### STATED GOAL
Return everything from the start of the data down to the line containing "640,325,739,423", inclusive, as a JSON list of strings with one string per line and no blank lines. Leave the pictures out.

------------------------------------------------

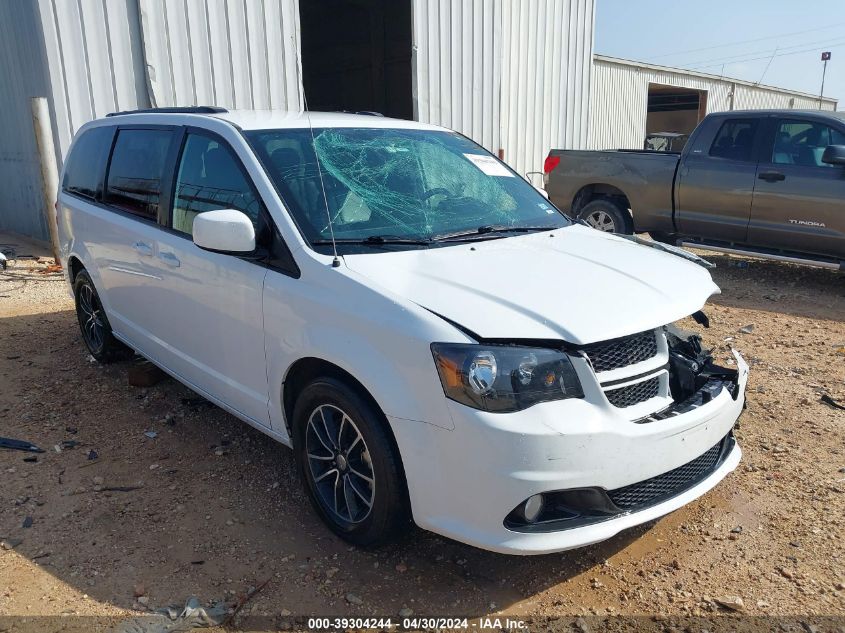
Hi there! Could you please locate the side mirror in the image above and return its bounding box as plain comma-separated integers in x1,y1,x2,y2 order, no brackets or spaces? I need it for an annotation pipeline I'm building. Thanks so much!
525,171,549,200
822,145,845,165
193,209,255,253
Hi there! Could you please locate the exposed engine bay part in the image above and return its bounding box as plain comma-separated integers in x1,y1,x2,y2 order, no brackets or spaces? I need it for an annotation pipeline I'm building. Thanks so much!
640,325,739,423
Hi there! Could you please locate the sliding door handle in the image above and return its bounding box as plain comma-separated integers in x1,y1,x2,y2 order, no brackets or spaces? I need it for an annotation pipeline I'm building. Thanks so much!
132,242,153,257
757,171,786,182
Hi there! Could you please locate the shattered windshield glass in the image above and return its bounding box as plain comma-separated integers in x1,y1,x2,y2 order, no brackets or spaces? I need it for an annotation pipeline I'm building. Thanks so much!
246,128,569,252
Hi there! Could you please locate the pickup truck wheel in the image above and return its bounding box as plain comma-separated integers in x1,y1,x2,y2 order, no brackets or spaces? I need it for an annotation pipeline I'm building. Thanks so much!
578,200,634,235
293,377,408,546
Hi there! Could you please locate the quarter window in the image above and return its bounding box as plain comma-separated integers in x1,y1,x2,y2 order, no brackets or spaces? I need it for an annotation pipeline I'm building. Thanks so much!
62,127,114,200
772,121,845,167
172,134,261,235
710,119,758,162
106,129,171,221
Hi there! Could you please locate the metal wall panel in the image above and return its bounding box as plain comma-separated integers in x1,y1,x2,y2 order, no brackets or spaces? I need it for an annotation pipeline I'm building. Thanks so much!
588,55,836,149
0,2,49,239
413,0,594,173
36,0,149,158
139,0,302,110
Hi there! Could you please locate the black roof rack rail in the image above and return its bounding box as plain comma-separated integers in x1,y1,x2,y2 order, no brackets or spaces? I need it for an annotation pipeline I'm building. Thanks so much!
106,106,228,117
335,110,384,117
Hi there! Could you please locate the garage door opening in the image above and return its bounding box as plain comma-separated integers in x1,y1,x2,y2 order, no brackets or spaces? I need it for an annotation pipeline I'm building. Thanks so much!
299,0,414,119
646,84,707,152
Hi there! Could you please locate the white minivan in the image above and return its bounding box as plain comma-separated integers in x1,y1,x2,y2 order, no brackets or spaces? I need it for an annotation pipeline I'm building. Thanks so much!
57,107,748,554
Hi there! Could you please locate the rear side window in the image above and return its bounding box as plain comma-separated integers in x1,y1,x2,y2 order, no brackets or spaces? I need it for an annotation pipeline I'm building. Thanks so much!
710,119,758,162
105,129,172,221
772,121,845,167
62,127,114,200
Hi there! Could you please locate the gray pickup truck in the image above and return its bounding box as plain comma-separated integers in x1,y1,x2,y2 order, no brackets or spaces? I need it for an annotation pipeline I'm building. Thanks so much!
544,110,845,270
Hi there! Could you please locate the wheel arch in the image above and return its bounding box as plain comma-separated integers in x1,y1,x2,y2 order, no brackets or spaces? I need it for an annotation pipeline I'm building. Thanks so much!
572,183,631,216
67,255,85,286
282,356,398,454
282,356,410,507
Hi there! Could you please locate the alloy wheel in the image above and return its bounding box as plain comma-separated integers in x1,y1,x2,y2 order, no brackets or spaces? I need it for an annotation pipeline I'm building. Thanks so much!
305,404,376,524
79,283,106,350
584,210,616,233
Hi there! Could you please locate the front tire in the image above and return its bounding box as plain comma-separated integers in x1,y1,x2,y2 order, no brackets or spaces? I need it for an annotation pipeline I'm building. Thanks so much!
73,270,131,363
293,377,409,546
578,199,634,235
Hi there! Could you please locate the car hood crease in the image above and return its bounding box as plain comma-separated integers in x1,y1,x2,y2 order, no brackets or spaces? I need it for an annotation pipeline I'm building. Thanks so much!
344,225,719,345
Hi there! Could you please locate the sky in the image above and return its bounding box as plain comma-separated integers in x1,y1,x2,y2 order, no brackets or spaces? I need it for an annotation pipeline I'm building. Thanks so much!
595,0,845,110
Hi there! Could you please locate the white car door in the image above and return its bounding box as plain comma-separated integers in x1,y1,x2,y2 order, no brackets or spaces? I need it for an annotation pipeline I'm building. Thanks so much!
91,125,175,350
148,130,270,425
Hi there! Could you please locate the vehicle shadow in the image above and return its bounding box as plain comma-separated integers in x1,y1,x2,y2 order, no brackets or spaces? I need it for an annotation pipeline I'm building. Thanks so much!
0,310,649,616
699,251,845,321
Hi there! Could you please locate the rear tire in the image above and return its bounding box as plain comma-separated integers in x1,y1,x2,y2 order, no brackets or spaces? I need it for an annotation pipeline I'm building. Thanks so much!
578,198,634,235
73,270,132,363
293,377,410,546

------------------------------------------------

### RESPONSE TO THIS EXERCISE
[
  "Hi there! Could you please locate the side mirror in the image above and return its bounding box as plain comma-separated integers in x1,y1,x2,y2 order, no brackets or spaces? I need it for an annotation pipeline I'm building. Thanks so much!",
  "525,171,549,200",
  "822,145,845,165",
  "193,209,255,253",
  "Hi there! Could you please locate the exposed engine bay part in the image above and return its bounding box as plain comma-separated integers in x1,y1,x2,y2 order, no brackets or spaces? I need it for an annotation pipeline I'm building. Thanks so much!",
  "640,325,739,423"
]